◆ SET TASK 1
Summarize the quantum mechanics passage below in two sentences.

-------- PASSAGE TO READ

I Quantum mechanics

The state of a quantum system is described by a vector $|\psi ⟩$. These vectors form a complex linear vector space, which entails, in particular, the following properties: Any state $|\psi ⟩$ can be scaled by any complex number $\alpha$, i.e., we can form new states $|\alpha \psi ⟩=\alpha |\psi ⟩$. Furthermore, any two states $|\psi ⟩$, $|\chi ⟩$ can be combined into new states by a forming a superposition $|\psi +\chi ⟩=|\psi ⟩+|\chi ⟩$.

The vector space is a Hilbert space, i.e., it is equipped with a scalar product that associates a complex number $⟨\psi |\chi ⟩$ to any pair of states $|\psi ⟩$, $|\chi ⟩$. The scalar product is positive definite, $⟨\psi |\psi ⟩>0$ for $|\psi ⟩\ne 0|\psi ⟩$, and fulfills $⟨\psi |\chi ⟩={⟨\chi |\psi ⟩}^{*}$. Furthermore, it is linear in the second argument, but conjugate linear in the first argument, i.e., $⟨\psi |\alpha \chi ⟩=\alpha ⟨\psi |\chi ⟩$, $⟨\alpha \psi |\chi ⟩={\alpha }^{*}⟨\psi |\chi ⟩$, $⟨\psi +\phi |\chi ⟩=⟨\psi |\chi ⟩+⟨\phi |\chi ⟩$, $⟨\psi |\phi +\chi ⟩=⟨\psi |\phi ⟩+⟨\psi |\chi ⟩$.

Formally, the scalar product can be interpreted as a product $⟨\psi |\cdot |\chi ⟩$ between the vectors $|\chi ⟩$ and the entities $⟨\psi |$, which form the dual vector space. They represent the left states in the scalar product and therefore are also conjugate linear: $⟨\alpha \psi +\beta \chi |={\alpha }^{*}⟨\psi |+{\beta }^{*}⟨\chi |$. The particular notation introduced here is the so-called Dirac notation. In this notation, a dual vector is also called a bra, and an ordinary vector is called a ket, alluding to the fact that in the scalar product $⟨\psi |\chi ⟩$ they form a bracket (bra-ket).

----------------
-------- INPUT MATERIAL

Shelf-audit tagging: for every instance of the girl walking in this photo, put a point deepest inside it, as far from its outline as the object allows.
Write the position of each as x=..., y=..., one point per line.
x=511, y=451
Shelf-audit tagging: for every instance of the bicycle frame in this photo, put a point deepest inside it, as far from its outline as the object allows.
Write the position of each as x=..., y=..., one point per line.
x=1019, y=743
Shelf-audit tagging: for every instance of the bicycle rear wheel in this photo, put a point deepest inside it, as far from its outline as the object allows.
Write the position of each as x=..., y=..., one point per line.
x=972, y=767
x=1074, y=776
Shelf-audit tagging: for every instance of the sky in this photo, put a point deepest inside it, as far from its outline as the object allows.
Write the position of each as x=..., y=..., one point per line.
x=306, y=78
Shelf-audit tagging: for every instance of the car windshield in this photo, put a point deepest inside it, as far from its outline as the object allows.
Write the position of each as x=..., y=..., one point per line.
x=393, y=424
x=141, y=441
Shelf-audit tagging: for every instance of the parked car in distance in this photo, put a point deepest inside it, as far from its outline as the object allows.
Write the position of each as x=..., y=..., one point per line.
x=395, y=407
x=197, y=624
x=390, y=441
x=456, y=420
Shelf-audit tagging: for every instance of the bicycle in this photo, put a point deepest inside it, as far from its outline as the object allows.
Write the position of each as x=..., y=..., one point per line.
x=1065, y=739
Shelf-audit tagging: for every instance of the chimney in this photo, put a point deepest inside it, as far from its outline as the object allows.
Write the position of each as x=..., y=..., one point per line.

----------------

◆ SET TASK 2
Put the lines of the entries above, from the line with "Shelf-audit tagging: for every instance of the sky" to the line with "x=141, y=441", into a JSON list of strings with one string per line, leaving out blank lines.

◆ CORRECT RESPONSE 1
The state of a quantum system is described by a vector, and these vectors form a complex linear vector space in which any state can be scaled by a complex number and any two states can be combined into a superposition. This space is a Hilbert space whose positive definite scalar product is linear in the second argument and conjugate linear in the first, and in the Dirac notation used here a dual vector is called a bra and an ordinary vector is called a ket.

◆ CORRECT RESPONSE 2
[
  "Shelf-audit tagging: for every instance of the sky in this photo, put a point deepest inside it, as far from its outline as the object allows.",
  "Write the position of each as x=..., y=..., one point per line.",
  "x=306, y=78",
  "Shelf-audit tagging: for every instance of the car windshield in this photo, put a point deepest inside it, as far from its outline as the object allows.",
  "Write the position of each as x=..., y=..., one point per line.",
  "x=393, y=424",
  "x=141, y=441"
]